## Check your understanding
(1) Which days of the week and calendar dates does the youth pheasant season article name?
(2) Can you carry on the youth pheasant season article from its last sentence?

## Page text
────

From sunrise to sunset, Saturday and Sunday, youth hunters have their shot at bagging pheasants or quail before adult hunters take to the fields Nov. 10. It’s the annual Kansas youth pheasant and quail hunting season, Nov. 3 and 4, for youth age 16 and under. Youth under the age of 16, accompanied by an adult mentor, can hunt for free all over the state. Brian Hanzlick, Barton County conservation officer, said while there were no organized youth hunts locally, the youth season offers a great opportunity for parents to pass on their love of hunting to their children, and keep the sport of hunting vibrant and alive.
But, with numbers of birds down as much as 40 percent following two years of drought, should there even be a hunting season this year? Wouldn’t it be better to allow numbers to build again?
“It’s hard to stop a hunting season,” Hanzlick said. “Honestly, sportsmen are going to regulate it.” For many families and groups of friends, the annual pheasant hunt has become a multigenerational tradition.

────

## Given entries
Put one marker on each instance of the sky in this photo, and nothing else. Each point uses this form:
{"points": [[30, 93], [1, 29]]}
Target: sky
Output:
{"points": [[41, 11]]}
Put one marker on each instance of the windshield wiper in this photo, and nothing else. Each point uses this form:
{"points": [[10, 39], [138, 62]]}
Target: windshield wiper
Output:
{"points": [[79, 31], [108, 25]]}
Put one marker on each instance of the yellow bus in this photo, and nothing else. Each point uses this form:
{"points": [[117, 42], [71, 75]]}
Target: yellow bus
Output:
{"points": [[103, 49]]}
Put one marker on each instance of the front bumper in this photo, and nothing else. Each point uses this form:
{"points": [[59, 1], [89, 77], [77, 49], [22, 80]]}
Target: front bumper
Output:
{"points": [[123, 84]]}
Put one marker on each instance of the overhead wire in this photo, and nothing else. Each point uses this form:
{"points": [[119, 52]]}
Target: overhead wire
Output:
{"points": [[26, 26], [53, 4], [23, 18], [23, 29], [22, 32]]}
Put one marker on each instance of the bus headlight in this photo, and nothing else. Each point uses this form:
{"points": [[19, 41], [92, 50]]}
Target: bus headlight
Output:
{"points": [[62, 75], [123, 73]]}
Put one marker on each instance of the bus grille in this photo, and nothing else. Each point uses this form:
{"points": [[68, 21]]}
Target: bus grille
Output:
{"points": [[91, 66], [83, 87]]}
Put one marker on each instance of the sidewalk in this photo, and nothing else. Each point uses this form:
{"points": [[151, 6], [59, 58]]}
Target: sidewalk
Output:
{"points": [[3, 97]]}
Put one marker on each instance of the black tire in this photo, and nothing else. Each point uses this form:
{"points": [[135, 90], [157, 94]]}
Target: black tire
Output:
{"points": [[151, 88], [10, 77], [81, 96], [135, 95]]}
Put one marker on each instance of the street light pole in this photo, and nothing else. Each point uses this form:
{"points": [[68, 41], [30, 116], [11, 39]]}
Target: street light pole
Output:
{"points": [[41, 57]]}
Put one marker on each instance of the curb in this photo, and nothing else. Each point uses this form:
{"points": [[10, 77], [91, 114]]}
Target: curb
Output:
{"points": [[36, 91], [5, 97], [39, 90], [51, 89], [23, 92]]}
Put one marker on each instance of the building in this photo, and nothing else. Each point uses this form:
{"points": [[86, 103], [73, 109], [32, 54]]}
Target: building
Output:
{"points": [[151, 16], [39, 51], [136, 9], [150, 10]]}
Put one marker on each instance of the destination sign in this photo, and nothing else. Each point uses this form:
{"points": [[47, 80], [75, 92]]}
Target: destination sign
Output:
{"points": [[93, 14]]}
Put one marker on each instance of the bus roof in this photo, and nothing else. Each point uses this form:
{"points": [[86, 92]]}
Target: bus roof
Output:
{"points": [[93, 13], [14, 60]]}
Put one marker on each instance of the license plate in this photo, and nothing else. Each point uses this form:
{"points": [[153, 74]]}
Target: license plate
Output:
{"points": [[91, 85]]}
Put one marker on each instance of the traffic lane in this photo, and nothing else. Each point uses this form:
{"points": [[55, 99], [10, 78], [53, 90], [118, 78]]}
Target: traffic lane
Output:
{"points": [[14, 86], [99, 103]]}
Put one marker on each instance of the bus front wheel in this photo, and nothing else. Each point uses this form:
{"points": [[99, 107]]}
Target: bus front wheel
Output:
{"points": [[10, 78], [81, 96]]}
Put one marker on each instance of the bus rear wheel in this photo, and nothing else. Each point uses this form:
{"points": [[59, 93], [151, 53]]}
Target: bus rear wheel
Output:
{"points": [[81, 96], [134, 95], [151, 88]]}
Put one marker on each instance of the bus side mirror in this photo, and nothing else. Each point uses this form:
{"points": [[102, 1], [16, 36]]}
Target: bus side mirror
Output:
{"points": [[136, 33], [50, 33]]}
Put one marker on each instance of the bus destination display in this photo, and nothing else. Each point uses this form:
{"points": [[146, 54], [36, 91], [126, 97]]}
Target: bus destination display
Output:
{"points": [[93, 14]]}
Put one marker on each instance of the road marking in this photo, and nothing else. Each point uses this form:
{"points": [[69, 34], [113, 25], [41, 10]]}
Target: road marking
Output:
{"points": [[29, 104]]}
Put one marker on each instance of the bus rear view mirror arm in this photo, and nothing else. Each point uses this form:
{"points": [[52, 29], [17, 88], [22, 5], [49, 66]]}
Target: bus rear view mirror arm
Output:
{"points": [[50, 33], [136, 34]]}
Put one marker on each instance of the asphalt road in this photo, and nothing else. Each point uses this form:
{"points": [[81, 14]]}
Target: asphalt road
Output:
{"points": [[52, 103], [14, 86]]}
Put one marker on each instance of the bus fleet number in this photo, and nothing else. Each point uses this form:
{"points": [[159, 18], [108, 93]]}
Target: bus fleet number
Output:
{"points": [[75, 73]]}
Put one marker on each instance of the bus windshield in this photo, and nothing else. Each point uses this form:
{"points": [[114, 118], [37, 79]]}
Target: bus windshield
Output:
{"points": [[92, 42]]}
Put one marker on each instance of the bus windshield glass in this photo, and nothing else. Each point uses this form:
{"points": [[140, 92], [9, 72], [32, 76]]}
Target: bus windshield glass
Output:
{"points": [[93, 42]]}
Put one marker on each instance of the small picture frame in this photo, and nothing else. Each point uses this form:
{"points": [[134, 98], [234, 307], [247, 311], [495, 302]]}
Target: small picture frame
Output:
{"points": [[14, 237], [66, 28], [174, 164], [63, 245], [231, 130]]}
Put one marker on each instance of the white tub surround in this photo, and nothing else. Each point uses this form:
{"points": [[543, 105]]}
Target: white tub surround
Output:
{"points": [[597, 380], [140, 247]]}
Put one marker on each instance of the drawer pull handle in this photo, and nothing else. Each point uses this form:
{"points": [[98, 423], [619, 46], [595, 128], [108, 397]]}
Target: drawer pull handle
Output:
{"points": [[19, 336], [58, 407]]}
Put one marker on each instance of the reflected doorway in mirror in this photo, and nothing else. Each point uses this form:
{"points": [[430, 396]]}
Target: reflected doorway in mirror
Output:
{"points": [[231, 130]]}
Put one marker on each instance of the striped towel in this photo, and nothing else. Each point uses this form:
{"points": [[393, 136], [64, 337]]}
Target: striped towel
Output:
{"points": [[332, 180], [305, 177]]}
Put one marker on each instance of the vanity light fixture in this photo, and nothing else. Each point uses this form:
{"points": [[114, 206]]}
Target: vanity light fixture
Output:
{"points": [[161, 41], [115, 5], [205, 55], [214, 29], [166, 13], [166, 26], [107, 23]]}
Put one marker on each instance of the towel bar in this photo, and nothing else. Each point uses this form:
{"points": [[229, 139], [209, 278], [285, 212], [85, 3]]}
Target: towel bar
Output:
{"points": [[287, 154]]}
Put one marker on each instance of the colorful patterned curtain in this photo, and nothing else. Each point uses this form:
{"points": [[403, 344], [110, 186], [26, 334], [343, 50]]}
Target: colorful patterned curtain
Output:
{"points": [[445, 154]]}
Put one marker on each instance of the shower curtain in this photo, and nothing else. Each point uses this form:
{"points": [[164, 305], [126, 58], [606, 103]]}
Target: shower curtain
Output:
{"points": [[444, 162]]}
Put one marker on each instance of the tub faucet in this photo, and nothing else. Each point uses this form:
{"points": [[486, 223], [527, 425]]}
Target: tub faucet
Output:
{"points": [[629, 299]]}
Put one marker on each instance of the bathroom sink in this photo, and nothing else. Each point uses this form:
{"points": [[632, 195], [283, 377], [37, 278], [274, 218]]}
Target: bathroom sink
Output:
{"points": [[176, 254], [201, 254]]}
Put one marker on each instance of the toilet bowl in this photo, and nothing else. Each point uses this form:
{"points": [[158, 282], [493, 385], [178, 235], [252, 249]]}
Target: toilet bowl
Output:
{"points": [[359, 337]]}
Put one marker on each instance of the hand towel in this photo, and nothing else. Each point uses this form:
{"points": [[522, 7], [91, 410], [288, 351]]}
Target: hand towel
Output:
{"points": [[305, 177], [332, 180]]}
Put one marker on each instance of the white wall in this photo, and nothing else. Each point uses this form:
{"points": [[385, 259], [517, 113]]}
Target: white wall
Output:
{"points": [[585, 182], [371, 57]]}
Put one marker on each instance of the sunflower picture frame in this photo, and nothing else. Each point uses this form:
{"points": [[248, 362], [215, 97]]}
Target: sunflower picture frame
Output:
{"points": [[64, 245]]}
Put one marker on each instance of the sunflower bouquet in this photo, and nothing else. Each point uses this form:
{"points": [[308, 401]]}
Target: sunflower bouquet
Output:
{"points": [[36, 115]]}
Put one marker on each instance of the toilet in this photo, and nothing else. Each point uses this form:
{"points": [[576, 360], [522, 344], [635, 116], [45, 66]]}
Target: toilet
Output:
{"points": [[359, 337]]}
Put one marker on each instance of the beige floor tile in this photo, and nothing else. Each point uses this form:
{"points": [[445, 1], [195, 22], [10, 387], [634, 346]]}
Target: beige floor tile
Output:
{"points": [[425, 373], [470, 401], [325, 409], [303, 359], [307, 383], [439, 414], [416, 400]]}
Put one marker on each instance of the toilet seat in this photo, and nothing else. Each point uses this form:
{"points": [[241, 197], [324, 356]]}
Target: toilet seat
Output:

────

## Responses by item number
(1) Saturday, Sunday, Nov. 10, and Nov. 3 and 4.

(2)
“You’ve got guys out there who have hunted together for 30 years or more, and have gotten their children and their grandchildren involved,” he said. “Even in a good season, if they get some birds, they’re tickled, but the main draw is spending time together, enjoying the outdoors. For some, its like a reunion.”
Wildlife biologist Charlie Swank said there are indeed birds out there. Many are carry-over from last year, which means they’ll be wise to the sound of a car door slamming.
“It’s called hunting for a reason,” he said. “These kids are going to have to hunt. It isn’t going to be easy, but they have a fairly good opportunity to get a bird.” The weather will be good, and cool enough for dogs to work well too, he said.
The Kansas Department of Wildlife, Parks and Tourism website lists these requirements for the youth pheasant and quail season this weekend:
1. Resident youth 15 and younger do not need anything other than an adult supervisor to hunt during the youth season. Hunter education certification is recommended but not necessary as long as the youth hunts under adult supervision. Sixteen-year-old hunters need a hunting license and hunter education is required to purchase a hunting license, unless they opt for the apprentice license.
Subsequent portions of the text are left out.